** Excerpt to read **
Clearly, tax season can get a little confusing… especially if you’ve had a baby in the last year. Hopefully, the following tips will help clarify how maternity leave will affect your taxes.
1. If You Took Short-Term Disability Leave
Sarah Nieschalk, the assistant vice president of servicing at Community Tax, LLC, tells Romper, "Your pregnancy leave may be covered by your employer, inasmuch as you can receive short-term disability income. Additionally, your premium or disability payments — one or the other — will be taxed. If you really want to plan ahead (and have this option) you can use deductions from your wages, set up through your payroll department, to cover the cost of a pre-tax premium." So, planning is really key, as is an open discussion with your employer about your pregnancy, so you can make the wisest fiscal decisions for you and your family.
2. If You Took Unpaid Maternity Leave
However, there is often at least a small silver lining to unpaid maternity leave. "Your employer withholds taxes from your paycheck based on your full yearly salary, even if you take unpaid time off to care for your new baby,” Shannon McNulty, an NYC-based attorney certified financial planner, and owner of Savvy Parents, tells Romper. “This can result in excess withholding, meaning that your employer is withholding a higher amount in taxes from your paycheck than you will actually owe at the end of the year." But, she continues, “you’ll get the difference back in the form of a refund when you file your taxes with the IRS." So, while unpaid maternity leave feels discouraging, the tax refund helps, somewhat.

** Record extracts **
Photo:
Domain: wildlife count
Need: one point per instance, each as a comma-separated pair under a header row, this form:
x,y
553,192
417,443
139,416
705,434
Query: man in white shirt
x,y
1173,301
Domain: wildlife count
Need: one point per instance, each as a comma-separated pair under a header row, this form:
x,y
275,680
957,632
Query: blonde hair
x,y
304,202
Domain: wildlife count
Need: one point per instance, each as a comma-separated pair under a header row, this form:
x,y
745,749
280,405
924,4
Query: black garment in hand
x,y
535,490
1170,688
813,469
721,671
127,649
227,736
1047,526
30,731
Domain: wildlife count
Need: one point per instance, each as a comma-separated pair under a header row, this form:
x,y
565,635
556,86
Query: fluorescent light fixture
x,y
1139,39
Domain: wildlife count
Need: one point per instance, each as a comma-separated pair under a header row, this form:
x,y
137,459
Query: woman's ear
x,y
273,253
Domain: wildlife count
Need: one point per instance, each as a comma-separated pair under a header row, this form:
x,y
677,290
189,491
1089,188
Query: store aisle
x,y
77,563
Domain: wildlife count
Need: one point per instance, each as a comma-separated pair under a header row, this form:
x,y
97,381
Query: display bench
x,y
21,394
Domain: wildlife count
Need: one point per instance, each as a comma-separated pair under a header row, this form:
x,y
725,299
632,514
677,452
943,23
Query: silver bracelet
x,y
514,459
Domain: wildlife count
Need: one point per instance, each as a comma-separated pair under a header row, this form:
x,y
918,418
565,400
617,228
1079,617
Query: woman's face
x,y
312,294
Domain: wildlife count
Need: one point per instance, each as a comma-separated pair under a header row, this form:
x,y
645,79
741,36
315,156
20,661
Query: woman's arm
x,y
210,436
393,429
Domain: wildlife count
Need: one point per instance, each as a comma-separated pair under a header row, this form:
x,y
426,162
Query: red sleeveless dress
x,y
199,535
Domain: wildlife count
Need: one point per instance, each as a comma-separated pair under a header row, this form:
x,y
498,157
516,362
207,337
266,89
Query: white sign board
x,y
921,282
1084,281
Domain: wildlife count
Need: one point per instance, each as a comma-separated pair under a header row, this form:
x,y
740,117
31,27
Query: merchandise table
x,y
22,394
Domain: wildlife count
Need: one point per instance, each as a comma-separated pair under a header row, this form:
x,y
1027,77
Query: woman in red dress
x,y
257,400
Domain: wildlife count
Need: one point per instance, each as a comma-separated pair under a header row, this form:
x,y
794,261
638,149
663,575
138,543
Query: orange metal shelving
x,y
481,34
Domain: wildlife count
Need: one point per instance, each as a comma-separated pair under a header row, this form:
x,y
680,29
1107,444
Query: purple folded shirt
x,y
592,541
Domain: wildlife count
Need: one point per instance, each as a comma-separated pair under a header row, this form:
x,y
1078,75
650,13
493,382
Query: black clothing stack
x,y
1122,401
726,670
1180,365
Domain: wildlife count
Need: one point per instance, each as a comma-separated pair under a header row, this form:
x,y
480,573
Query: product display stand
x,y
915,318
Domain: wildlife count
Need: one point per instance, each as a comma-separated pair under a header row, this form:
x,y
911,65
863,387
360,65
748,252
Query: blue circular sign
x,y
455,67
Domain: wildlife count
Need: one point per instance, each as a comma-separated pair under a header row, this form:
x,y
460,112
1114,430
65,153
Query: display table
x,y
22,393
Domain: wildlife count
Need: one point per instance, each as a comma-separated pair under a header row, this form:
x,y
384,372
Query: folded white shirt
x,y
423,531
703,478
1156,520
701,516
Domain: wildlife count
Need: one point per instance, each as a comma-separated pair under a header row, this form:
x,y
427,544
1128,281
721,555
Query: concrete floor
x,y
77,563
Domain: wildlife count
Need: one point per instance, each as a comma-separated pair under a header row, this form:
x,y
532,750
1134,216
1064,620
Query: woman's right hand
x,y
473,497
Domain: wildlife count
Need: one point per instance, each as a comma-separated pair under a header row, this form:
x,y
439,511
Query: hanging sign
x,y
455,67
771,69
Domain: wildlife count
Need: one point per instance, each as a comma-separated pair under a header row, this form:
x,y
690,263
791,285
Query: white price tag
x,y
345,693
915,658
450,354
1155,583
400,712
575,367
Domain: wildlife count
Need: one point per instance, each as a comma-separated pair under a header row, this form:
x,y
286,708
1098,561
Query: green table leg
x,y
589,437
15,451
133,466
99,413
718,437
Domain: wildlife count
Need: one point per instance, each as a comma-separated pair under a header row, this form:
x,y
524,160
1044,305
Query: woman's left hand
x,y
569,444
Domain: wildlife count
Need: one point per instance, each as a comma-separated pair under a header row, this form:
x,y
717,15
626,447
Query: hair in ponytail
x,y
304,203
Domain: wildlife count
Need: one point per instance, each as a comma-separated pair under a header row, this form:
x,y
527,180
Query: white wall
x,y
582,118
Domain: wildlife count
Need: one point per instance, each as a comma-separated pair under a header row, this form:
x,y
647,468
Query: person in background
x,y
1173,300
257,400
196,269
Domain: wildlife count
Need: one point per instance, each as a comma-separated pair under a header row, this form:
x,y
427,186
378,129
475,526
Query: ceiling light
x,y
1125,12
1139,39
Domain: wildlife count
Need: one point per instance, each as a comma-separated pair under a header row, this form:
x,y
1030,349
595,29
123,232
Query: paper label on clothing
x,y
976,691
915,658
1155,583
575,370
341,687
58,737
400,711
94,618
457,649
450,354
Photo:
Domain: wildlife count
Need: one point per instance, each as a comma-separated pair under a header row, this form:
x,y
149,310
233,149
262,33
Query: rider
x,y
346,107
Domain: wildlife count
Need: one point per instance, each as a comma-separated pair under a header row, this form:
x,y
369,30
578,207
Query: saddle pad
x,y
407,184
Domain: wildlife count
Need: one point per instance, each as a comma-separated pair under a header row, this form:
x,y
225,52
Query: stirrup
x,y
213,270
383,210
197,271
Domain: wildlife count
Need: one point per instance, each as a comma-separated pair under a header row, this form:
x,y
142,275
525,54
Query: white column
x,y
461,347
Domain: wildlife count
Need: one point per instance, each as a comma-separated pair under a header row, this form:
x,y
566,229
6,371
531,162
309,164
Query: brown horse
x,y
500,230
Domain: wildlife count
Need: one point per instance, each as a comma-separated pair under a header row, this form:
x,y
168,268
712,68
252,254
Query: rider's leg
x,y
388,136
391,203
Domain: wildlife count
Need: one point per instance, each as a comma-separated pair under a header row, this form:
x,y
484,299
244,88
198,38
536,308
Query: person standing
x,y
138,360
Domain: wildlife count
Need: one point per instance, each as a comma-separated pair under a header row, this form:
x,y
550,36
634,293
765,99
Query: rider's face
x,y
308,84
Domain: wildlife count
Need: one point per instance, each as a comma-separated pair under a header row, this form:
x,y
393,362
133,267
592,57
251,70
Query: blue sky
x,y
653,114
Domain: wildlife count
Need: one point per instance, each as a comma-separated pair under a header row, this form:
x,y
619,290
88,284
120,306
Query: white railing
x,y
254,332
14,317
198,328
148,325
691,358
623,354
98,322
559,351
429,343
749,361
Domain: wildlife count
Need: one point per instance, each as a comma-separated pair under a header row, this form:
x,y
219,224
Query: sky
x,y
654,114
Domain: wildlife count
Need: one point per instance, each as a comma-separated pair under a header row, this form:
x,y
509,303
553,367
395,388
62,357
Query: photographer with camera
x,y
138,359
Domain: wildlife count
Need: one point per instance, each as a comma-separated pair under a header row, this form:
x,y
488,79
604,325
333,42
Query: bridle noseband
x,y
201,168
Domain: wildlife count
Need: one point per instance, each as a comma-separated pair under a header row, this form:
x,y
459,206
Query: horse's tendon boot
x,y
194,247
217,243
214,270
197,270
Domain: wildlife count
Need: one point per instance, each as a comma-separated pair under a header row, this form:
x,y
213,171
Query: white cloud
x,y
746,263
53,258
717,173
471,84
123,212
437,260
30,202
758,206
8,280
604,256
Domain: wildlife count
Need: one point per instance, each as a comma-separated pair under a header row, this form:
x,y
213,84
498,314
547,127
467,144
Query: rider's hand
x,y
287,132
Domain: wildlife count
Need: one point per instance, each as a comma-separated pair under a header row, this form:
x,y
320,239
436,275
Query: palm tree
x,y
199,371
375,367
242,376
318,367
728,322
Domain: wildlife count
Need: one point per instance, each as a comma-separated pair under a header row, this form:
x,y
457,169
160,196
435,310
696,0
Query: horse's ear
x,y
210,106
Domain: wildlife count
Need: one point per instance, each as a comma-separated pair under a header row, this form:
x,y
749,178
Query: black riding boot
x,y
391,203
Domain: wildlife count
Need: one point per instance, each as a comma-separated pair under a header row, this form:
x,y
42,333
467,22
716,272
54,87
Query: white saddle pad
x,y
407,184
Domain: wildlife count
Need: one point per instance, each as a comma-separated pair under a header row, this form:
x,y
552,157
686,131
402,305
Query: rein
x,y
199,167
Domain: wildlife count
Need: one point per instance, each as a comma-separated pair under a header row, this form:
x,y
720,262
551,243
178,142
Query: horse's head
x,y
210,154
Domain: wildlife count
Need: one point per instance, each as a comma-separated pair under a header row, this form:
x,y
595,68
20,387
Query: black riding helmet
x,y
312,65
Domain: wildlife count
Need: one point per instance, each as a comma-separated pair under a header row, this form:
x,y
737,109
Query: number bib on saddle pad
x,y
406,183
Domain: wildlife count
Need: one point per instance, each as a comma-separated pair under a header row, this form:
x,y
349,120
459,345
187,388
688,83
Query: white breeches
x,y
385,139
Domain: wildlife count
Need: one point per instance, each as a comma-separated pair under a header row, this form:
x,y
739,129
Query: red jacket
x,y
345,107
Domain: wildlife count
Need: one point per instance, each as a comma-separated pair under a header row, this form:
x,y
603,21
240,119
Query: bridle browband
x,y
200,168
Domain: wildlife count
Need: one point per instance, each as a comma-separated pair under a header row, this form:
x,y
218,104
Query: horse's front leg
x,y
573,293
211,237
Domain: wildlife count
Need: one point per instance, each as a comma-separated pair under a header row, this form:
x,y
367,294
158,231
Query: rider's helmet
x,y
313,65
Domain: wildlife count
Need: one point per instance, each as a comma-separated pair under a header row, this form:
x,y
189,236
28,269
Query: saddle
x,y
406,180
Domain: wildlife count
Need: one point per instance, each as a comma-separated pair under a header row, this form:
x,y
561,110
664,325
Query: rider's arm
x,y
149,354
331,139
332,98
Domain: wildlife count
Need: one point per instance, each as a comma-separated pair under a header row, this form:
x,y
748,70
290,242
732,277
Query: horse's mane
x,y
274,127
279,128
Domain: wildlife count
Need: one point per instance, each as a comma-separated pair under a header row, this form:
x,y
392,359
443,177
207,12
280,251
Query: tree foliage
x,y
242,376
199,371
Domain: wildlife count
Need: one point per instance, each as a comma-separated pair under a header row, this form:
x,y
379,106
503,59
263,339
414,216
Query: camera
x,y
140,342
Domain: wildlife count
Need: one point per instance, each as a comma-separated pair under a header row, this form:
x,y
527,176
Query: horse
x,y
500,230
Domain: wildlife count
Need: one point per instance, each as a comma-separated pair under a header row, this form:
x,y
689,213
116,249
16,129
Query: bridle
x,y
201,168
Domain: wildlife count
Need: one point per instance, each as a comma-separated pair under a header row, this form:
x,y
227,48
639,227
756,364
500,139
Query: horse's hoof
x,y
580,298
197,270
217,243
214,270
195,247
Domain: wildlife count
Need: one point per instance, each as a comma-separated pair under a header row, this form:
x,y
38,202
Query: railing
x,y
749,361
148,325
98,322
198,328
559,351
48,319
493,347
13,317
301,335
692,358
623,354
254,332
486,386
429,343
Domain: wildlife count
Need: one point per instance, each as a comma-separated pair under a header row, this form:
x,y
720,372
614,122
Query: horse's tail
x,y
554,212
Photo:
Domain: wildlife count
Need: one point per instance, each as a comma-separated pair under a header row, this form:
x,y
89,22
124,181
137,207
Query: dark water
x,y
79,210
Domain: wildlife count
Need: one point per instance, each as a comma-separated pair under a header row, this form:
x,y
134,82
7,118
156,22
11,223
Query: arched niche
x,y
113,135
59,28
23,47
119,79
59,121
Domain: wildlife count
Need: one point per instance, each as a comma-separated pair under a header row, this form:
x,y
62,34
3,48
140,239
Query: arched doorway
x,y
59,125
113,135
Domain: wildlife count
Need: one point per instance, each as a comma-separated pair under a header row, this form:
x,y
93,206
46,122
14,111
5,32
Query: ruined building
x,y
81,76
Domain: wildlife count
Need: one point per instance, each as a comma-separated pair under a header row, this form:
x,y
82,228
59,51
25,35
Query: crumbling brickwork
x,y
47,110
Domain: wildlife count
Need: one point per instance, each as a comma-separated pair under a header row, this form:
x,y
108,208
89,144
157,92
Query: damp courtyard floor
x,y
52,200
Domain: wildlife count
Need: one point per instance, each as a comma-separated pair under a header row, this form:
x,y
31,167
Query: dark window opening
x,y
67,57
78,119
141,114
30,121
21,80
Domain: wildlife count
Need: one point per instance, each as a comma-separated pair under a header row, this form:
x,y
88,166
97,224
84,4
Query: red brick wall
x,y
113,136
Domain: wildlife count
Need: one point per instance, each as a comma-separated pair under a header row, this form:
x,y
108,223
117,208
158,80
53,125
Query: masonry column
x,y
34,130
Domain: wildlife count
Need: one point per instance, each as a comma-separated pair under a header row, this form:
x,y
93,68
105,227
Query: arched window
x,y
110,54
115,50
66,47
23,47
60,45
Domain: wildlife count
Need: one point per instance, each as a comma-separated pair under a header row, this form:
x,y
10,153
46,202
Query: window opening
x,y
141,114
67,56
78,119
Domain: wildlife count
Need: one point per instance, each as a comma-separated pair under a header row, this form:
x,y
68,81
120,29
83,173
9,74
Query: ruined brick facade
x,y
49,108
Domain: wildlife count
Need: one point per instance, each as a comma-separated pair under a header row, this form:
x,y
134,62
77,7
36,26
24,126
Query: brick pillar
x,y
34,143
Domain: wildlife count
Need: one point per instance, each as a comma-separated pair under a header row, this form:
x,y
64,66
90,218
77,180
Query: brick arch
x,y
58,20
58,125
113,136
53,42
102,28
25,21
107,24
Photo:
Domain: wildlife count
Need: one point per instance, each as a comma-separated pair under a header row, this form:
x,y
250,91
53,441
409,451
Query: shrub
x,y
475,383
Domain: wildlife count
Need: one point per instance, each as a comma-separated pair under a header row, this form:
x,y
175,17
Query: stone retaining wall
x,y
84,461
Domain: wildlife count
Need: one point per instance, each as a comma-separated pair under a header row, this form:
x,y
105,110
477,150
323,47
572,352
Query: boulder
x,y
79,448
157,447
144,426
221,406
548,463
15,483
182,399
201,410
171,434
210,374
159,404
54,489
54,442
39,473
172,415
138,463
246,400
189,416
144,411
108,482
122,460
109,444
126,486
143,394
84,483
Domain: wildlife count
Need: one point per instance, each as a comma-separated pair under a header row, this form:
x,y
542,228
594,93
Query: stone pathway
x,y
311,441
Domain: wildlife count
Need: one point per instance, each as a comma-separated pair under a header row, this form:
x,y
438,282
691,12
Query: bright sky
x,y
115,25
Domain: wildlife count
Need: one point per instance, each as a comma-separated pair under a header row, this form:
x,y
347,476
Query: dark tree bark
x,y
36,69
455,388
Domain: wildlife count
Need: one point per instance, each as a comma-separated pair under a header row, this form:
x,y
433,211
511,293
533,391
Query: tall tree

** Tasks to carry out **
**a)** Write out the passage on maternity leave and taxes from "Clearly, tax season" to "affect your taxes.".
**b)** Carry the text on maternity leave and taxes forward from its last sentence.
The data is separate from the text on maternity leave and taxes.

** Results by task **
**a)**
Clearly, tax season can get a little confusing… especially if you’ve had a baby in the last year. Hopefully, the following tips will help clarify how maternity leave will affect your taxes.

**b)**
3. If You Took Paid Maternity Leave Or Paid Family Leave
Lucky you! In this case, McNulty says that “your time off will have no effect at all on your taxes." And, if you live in California, you are entitled by law to paid family leave, but you don't have to do anything different on your taxes here. These monies are taxed just like your salary. Yay!
4. If You Used Sick, Vacation, Or Holiday Time
If you are not offered paid time off through your employer, or your employer isn’t mandated to offer paid family leave, you can use your sick, vacation, and/or holiday time. “Typically people try to save up their vacation and sick time, and then use it to cover all or part of the time they’re on leave,” Alison Green wrote for The Cut. “For example, if you’re accrued three weeks of sick time and three weeks of vacation time, you could use those six weeks as part of your maternity leave, ensuring you’d be paid for that portion of it.”
The good news here is that come tax time, "Your compensation will be taxed exactly the same way that it would be if you hadn’t taken maternity leave," explains McNulty. Even though you're not sick, on vacation, or on holiday. But whatever. Semantics for now, until the system gets overhauled.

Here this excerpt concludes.